Word for word, retype every line of the data.

Recorded data>

%%

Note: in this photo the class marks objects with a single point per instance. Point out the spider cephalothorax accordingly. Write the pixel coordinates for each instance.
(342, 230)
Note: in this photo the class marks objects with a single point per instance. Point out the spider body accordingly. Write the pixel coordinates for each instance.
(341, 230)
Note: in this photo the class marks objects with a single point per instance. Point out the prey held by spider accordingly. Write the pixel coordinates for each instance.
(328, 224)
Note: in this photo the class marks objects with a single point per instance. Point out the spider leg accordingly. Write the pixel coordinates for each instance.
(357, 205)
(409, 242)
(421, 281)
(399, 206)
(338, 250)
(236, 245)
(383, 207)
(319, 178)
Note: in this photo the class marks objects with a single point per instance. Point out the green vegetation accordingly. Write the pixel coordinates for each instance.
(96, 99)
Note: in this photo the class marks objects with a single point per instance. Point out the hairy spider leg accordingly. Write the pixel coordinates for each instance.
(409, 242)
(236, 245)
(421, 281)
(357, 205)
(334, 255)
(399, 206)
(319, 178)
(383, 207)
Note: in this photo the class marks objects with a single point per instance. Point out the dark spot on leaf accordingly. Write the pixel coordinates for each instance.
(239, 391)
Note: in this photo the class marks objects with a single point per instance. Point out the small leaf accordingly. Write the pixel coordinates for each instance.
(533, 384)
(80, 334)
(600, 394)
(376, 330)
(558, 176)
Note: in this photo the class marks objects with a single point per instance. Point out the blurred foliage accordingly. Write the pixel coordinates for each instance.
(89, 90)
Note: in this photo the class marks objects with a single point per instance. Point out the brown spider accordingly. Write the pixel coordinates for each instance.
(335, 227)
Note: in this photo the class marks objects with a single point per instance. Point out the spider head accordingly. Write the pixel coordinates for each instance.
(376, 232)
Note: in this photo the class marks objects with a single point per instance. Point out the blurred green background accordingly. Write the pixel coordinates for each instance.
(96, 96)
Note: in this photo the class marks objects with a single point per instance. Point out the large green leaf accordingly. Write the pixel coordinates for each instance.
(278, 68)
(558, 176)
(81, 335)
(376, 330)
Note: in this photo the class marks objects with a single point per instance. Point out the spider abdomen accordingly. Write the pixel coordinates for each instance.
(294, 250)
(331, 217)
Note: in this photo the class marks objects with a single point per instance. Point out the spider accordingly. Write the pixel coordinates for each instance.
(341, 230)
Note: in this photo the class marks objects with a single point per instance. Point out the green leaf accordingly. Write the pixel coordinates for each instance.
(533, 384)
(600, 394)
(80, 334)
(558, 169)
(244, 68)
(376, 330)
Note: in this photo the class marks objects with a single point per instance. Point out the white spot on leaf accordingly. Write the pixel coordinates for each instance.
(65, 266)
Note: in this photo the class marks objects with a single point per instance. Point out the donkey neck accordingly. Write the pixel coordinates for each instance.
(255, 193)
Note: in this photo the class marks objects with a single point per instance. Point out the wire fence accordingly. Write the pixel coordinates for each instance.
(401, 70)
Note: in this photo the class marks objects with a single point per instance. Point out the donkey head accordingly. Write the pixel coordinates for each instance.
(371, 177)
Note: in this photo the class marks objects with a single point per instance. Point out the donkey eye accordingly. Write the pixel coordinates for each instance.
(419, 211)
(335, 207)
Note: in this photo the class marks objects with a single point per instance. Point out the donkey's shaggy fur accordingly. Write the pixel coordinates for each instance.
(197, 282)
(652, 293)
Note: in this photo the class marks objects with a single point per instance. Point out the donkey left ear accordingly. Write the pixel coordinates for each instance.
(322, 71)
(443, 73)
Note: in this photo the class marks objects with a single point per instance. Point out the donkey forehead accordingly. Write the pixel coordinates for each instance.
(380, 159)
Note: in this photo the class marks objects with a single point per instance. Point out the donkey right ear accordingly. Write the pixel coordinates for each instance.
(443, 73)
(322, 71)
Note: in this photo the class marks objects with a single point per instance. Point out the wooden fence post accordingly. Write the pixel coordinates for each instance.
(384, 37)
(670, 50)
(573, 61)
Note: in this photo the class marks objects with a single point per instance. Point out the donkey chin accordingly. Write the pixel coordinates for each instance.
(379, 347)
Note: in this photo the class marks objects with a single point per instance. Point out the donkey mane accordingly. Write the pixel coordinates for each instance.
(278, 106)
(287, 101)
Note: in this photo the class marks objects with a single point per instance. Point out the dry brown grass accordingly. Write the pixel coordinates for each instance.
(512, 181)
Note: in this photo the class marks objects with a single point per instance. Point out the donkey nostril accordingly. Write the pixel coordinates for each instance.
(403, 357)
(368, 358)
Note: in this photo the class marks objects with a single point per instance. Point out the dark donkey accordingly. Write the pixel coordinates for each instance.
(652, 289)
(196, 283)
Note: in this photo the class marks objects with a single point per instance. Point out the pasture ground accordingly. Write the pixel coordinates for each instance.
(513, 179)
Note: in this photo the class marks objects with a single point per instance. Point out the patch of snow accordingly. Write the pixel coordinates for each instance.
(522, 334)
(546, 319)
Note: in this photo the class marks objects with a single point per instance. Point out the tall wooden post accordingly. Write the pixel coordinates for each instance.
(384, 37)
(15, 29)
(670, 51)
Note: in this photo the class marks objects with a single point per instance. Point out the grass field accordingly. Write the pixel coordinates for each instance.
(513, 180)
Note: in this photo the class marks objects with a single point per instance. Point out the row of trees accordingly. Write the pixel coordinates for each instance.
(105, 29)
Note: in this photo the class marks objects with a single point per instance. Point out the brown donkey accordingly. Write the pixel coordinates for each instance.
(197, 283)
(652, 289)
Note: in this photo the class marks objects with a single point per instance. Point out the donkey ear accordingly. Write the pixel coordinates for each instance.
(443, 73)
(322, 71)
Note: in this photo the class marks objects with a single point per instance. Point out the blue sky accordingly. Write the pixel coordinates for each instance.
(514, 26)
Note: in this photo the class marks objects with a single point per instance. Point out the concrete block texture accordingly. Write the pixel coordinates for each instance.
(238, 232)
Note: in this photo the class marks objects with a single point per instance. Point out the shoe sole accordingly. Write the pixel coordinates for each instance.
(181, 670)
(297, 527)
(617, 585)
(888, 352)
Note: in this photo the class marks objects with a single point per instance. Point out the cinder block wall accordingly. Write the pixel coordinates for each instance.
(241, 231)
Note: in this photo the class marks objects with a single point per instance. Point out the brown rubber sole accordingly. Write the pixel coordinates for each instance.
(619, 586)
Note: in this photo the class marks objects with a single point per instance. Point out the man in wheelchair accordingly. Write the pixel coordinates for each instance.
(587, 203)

%%

Answer to this problem>
Note: in this photo the class marks objects with a single point per instance. Point out the spider cephalothorax accordingly. Write the pixel coordinates for each instance.
(342, 230)
Note: in this photo the class marks objects with a single point per instance. Point out the spider body accordingly. Write the pixel coordinates for each instance.
(341, 230)
Note: in this photo the class marks objects with a single point per instance. Point out the prey held by spider accordingly. Write the pixel coordinates for each instance.
(328, 224)
Note: in this photo the class marks objects with a single point per instance. Point out the spider leg accordingly. Write the pixel coordinates for each instance.
(357, 205)
(409, 242)
(421, 281)
(399, 206)
(338, 250)
(236, 245)
(383, 207)
(319, 178)
Note: in this photo the class marks objects with a single point per instance. Point out the green vegetation accordingly. Write the pixel coordinates for each instance.
(96, 99)
Note: in this photo the class marks objects with a single point per instance. Point out the hairy spider leg accordingly. Write the pixel coordinates for each instance.
(409, 242)
(236, 245)
(421, 281)
(357, 205)
(334, 255)
(399, 206)
(319, 178)
(383, 207)
Note: in this photo the class marks objects with a single point per instance. Point out the dark spot on leaf accordingly. Write the pixel coordinates for each instance.
(239, 391)
Note: in this photo the class marks objects with a single point per instance. Point out the small leaf accordingly. Write the pixel coordinates for each instance.
(533, 384)
(80, 334)
(600, 394)
(376, 330)
(558, 176)
Note: in this photo the class marks objects with a single point per instance. Point out the blurred foliage accordingly. Write the pixel coordinates for each instance.
(89, 90)
Note: in this photo the class marks objects with a single point per instance. Point out the brown spider accordingly. Write the pixel coordinates for each instance.
(335, 227)
Note: in this photo the class marks objects with a single point per instance. Point out the spider head accordingly. Write the pixel coordinates for each instance.
(376, 232)
Note: in this photo the class marks objects with a single point per instance. Point out the blurred green background accordingly. Write the pixel coordinates for each instance.
(96, 96)
Note: in this photo the class marks objects with a single point per instance. Point out the large green leaf accordingly. Write the pixel coordinates for each instance.
(278, 68)
(558, 176)
(81, 335)
(376, 330)
Note: in this photo the class marks objects with a single point per instance. Point out the spider abdomen accordingly. Write the pixel coordinates for each instance.
(294, 250)
(331, 217)
Note: in this photo the class marks objects with a single point per instance. Point out the spider accordingly. Write the pixel coordinates for each instance.
(341, 230)
Note: in this photo the class marks objects with a single point per instance. Point out the green leaf accordingly. Write the pixel coordinates for each instance.
(533, 384)
(600, 394)
(80, 334)
(558, 169)
(244, 68)
(376, 330)
Note: in this photo the class marks objects with a single point per instance. Point out the white spot on leaf accordingly. Write the pixel coordinates for each instance.
(65, 266)
Note: in this photo the class marks objects with a single point per instance. Point out the donkey neck accordingly. Write the pixel coordinates for each instance.
(255, 193)
Note: in this photo the class marks objects with a single point per instance. Point out the wire fence accordingly. Write the pixel coordinates for each instance.
(401, 70)
Note: in this photo the class marks objects with a single point per instance. Point out the donkey head accordingly. Write the pixel coordinates for each instance.
(371, 177)
Note: in this photo the class marks objects with a single point per instance. Point out the donkey eye accordingly. Write the pixel coordinates for each instance.
(419, 211)
(335, 207)
Note: in this photo the class marks objects with a single point per instance. Point out the donkey's shaggy fur accordingly. Write the pixel coordinates for each instance.
(197, 282)
(652, 293)
Note: in this photo the class marks objects with a single point per instance. Point out the donkey left ear accordingly. Write the pixel coordinates for each instance.
(322, 71)
(443, 73)
Note: in this photo the class marks objects with a single point per instance. Point out the donkey forehead accordingly. Write the pixel coordinates for each instance.
(380, 159)
Note: in this photo the class marks objects with a single point per instance. Point out the donkey right ear accordingly. Write the pixel coordinates for each instance.
(443, 73)
(322, 71)
Note: in this photo the class marks objects with a single point per instance. Point out the wooden fence post accordingly. Write the pixel coordinates for each instance.
(384, 37)
(670, 50)
(573, 61)
Note: in this photo the class marks objects with a single point per instance. Point out the donkey chin accordingly. Write the pixel coordinates for each instance.
(379, 347)
Note: in this photo the class marks objects with a single point per instance. Point out the donkey mane accordingly. Write the pixel coordinates for each instance.
(278, 106)
(287, 101)
Note: in this photo the class marks objects with a single point per instance. Point out the dry brown grass accordingly. Write the pixel coordinates for each instance.
(512, 181)
Note: in this photo the class marks objects with a single point per instance. Point out the donkey nostril accordingly. Write the pixel coordinates for each instance.
(403, 357)
(368, 358)
Note: in this photo the class marks objects with a single point per instance. Point out the dark donkey accordingly. Write the pixel coordinates for each instance.
(652, 289)
(196, 283)
Note: in this photo the class marks objects with a single point per instance. Point out the pasture ground accordingly. Write the pixel coordinates for each instance.
(513, 179)
Note: in this photo the class marks objects with a single point per instance. Point out the patch of snow accordingly. Write the pixel coordinates for each instance.
(522, 334)
(546, 319)
Note: in this photo the class marks objects with a single point per instance. Point out the tall wooden post accordingly. Write the pixel coordinates for each instance.
(384, 37)
(15, 29)
(670, 51)
Note: in this photo the class marks objects with a single point per instance. Point out the grass field accordingly. Write the pixel coordinates for each instance.
(513, 180)
Note: in this photo the class marks objects with a single point per instance. Point out the row of trees accordingly. Write the pixel coordinates for each instance.
(105, 29)
Note: in this photo the class marks objects with a single point per instance. Point out the brown donkey accordingly. Write the pixel coordinates for each instance.
(197, 283)
(652, 289)
Note: in this photo the class marks objects with a single point per instance. Point out the donkey ear accordingly. Write the pixel coordinates for each instance.
(443, 73)
(322, 71)
Note: in this photo the class marks objects with a single point per instance. Point out the blue sky accordingly. Write the pixel coordinates for each instance.
(514, 26)
Note: in this photo the class marks objects with a single point per instance. Point out the concrete block texture accordingly. Write the pixel coordinates for each instance.
(238, 232)
Note: in this photo the class marks objects with a single point per instance. Point out the shoe sole accordingly. Write the pixel coordinates for each instance.
(181, 670)
(297, 527)
(617, 585)
(888, 352)
Note: in this photo the class marks objects with a single point per instance. Point out the cinder block wall accordingly. Write the pixel coordinates for each instance.
(241, 231)
Note: in this photo the class marks objects with a single point per instance. Point out the brown rubber sole accordingly. Write the pixel coordinates for each instance.
(619, 586)
Note: in this photo the class marks objects with a single point per instance. Point out the man in wheelchair accordingly. Write the pixel coordinates for each instance.
(587, 203)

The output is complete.